# Stated exercise
Beneath this task is a listing; retype all of it exactly.

# Records to process
--------------------------------------------------
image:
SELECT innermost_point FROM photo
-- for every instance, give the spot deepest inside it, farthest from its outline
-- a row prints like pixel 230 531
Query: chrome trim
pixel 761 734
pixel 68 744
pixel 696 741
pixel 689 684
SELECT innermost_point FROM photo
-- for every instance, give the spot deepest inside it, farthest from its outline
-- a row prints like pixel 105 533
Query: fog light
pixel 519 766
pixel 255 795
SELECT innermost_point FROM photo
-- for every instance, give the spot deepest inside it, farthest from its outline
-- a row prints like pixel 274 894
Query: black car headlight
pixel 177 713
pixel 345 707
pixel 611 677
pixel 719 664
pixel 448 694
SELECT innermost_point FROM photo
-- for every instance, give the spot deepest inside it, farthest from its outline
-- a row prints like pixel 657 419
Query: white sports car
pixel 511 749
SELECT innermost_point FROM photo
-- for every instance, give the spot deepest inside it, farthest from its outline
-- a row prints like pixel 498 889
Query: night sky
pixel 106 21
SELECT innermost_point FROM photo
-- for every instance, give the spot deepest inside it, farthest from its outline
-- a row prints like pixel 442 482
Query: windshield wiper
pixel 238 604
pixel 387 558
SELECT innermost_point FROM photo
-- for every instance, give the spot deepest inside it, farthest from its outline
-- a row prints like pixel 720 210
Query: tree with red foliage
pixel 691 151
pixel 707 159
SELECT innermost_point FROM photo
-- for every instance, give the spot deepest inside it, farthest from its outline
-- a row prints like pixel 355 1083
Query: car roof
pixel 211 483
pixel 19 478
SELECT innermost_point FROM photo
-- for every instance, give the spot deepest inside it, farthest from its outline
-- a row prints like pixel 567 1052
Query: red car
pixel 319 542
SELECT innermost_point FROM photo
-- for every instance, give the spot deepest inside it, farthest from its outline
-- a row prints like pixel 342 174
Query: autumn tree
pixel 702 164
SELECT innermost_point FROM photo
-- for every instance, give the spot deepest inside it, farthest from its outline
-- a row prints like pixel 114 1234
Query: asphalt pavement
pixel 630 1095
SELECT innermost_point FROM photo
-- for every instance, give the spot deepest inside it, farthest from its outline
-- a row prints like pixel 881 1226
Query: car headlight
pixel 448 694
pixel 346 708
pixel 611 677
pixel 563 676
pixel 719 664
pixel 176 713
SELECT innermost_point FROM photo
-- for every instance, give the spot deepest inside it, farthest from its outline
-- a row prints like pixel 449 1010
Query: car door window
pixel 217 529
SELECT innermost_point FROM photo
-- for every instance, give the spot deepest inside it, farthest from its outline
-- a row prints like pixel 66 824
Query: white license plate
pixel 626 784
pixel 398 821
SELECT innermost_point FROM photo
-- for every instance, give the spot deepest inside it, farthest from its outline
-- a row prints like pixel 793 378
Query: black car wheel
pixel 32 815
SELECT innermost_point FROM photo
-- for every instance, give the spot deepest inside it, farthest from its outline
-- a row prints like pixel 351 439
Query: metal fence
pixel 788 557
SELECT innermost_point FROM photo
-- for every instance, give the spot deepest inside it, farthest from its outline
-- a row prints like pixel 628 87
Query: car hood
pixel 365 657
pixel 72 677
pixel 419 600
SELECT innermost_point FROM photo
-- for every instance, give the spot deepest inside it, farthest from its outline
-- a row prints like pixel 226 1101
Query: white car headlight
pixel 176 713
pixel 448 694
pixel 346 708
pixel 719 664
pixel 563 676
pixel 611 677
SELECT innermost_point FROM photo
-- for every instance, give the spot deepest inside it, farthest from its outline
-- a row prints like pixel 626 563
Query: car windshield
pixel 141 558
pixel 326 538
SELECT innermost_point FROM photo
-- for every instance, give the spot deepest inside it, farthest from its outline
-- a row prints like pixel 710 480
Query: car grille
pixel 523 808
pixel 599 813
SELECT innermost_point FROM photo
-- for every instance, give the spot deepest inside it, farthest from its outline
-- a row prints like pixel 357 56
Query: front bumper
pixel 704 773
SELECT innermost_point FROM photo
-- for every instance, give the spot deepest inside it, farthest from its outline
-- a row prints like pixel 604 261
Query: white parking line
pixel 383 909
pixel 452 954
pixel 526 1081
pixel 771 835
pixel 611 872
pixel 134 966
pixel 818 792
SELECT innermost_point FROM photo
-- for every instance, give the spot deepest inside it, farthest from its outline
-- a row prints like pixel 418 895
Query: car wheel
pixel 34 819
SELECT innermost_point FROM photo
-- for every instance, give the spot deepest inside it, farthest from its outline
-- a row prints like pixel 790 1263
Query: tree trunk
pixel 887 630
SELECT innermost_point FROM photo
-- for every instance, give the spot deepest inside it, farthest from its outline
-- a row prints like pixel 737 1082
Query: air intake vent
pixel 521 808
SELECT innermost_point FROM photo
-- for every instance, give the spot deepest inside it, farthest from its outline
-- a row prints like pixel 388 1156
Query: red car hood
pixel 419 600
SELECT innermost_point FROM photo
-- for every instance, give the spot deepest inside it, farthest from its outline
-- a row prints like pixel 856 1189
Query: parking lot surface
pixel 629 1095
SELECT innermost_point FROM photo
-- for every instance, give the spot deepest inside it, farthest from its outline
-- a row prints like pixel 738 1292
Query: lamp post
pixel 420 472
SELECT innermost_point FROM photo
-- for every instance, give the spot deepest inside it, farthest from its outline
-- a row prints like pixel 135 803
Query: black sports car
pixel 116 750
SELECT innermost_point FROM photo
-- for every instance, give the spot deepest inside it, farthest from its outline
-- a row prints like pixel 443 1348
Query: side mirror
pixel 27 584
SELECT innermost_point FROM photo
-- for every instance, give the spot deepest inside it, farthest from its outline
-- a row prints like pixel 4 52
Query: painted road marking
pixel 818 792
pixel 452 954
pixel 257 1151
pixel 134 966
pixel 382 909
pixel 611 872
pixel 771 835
--------------------------------------------------
# Response to this task
image:
SELECT innermost_point FROM photo
-- for every instance, give the spot deepest inside it, farthest from its outline
-- a row prints like pixel 230 531
Query: chrome trim
pixel 761 734
pixel 68 744
pixel 696 741
pixel 689 684
SELECT innermost_point FROM photo
-- for every instance, give the spot deepest inside it, farthest from its outline
-- a row prints like pixel 105 533
Query: fog light
pixel 519 766
pixel 255 795
SELECT innermost_point FROM photo
-- for every instance, give the spot deepest inside it, farthest from its outline
-- a row prints like pixel 274 894
Query: black car headlight
pixel 177 713
pixel 345 707
pixel 611 677
pixel 719 664
pixel 448 694
SELECT innermost_point FROM photo
-- for every instance, give the spot deepest inside it, farthest from its outline
-- a row prints like pixel 657 419
Query: white sports car
pixel 511 749
SELECT innermost_point FROM photo
-- for every instance, give the spot deepest inside it, farthest from its outline
-- a row prints like pixel 498 889
Query: night sky
pixel 106 21
SELECT innermost_point FROM photo
-- for every instance, give the spot deepest inside it, farthest from its outline
-- a row prints like pixel 442 482
Query: windshield wiper
pixel 238 604
pixel 387 558
SELECT innermost_point FROM photo
-- for every instance, give the spot deepest inside it, farthest from its outline
-- a row prints like pixel 720 210
Query: tree with red foliage
pixel 691 151
pixel 707 159
SELECT innermost_point FROM photo
-- for every instance, give the spot deepest inside it, farthest from its outline
-- a row prints like pixel 355 1083
Query: car roof
pixel 211 483
pixel 19 478
SELECT innermost_point FROM photo
-- for every instance, give the spot deepest inside it, farthest from its outline
-- a row prints like pixel 567 1052
Query: red car
pixel 319 542
SELECT innermost_point FROM photo
-- for every instance, give the spot deepest inside it, farthest from its outline
-- a row prints like pixel 342 174
Query: autumn tree
pixel 702 164
SELECT innermost_point FROM photo
-- for every instance, give the spot deepest inside it, farthest from its outline
-- a row prints like pixel 114 1234
Query: asphalt pavement
pixel 630 1095
SELECT innermost_point FROM photo
-- for every instance, give the spot deepest inside it, farthest from its outline
-- a row prints like pixel 881 1226
Query: car headlight
pixel 448 694
pixel 346 708
pixel 611 677
pixel 563 676
pixel 719 664
pixel 176 713
SELECT innermost_point FROM photo
-- for every instance, give the spot deepest inside it, farthest from its outline
-- a row prints like pixel 449 1010
Query: car door window
pixel 217 529
SELECT innermost_point FROM photo
-- for every instance, give the spot deepest inside it, farthest from its outline
-- a row prints like pixel 66 824
Query: white license plate
pixel 626 784
pixel 398 821
SELECT innermost_point FROM photo
-- for every instance, give the spot deepest inside it, farthest from its outline
-- a row prints like pixel 793 378
Query: black car wheel
pixel 32 815
SELECT innermost_point FROM photo
-- for every instance, give the spot deepest inside it, farthest from its outline
-- a row prints like pixel 351 439
Query: metal fence
pixel 788 557
SELECT innermost_point FROM photo
-- for every instance, give the spot deepest inside it, farthest from its outline
-- a row prints like pixel 628 87
Query: car hood
pixel 365 657
pixel 72 677
pixel 419 600
SELECT innermost_point FROM photo
-- for every instance, give the spot deepest inside it, farthest from its outline
-- a row prints like pixel 226 1101
Query: white car headlight
pixel 176 713
pixel 448 694
pixel 346 708
pixel 719 664
pixel 563 676
pixel 611 677
SELECT innermost_point FROM photo
-- for every instance, give the spot deepest inside it, farthest from its outline
-- a row prints like pixel 626 563
Query: car windshield
pixel 141 558
pixel 326 538
SELECT innermost_point FROM photo
-- for every instance, give the spot deepest inside it, farthest from its outline
-- a row prints like pixel 710 480
Query: car grille
pixel 523 808
pixel 599 813
SELECT innermost_point FROM photo
-- for every instance, give the spot deepest inside it, farthest from its outline
-- a row prints like pixel 357 56
Query: front bumper
pixel 704 773
SELECT innermost_point FROM photo
-- for every instance, give the spot deepest inside it, farthest from its outline
-- a row prints like pixel 604 261
Query: white parking line
pixel 383 909
pixel 452 954
pixel 526 1081
pixel 771 835
pixel 611 872
pixel 134 966
pixel 818 792
SELECT innermost_point FROM photo
-- for every instance, give the spot deepest inside it, farthest from its outline
-- a row prints like pixel 418 895
Query: car wheel
pixel 34 819
SELECT innermost_point FROM photo
-- for every instance, give the spot deepest inside it, farthest from its outline
-- a row prints like pixel 790 1263
Query: tree trunk
pixel 887 630
SELECT innermost_point FROM photo
-- for every instance, give the spot deepest inside it, farthest from its outline
-- a row prints like pixel 737 1082
Query: air intake vent
pixel 521 808
SELECT innermost_point FROM photo
-- for every instance, give the spot deepest inside it, farthest from its outline
-- a row prints like pixel 388 1156
Query: red car hood
pixel 419 600
SELECT innermost_point FROM photo
-- for every instance, give the spot deepest inside it, farthest from its outline
-- a row prints like pixel 856 1189
Query: parking lot surface
pixel 629 1095
SELECT innermost_point FROM photo
-- for every instance, give the spot deepest inside it, farthest from its outline
-- a row prints like pixel 738 1292
Query: lamp post
pixel 420 472
SELECT innermost_point FROM photo
-- for every instance, give the spot deepest inside it, farthest from its outline
-- a row prints like pixel 135 803
Query: black sports car
pixel 116 750
SELECT innermost_point FROM photo
-- for every instance, give the spot deepest inside it, farthest from its outline
-- a row prints like pixel 443 1348
Query: side mirror
pixel 27 584
SELECT innermost_point FROM photo
-- for every instance, give the spot deepest inside it, farthest from its outline
-- a row prints like pixel 4 52
Query: painted road marking
pixel 818 792
pixel 452 954
pixel 257 1151
pixel 134 966
pixel 382 909
pixel 611 872
pixel 771 835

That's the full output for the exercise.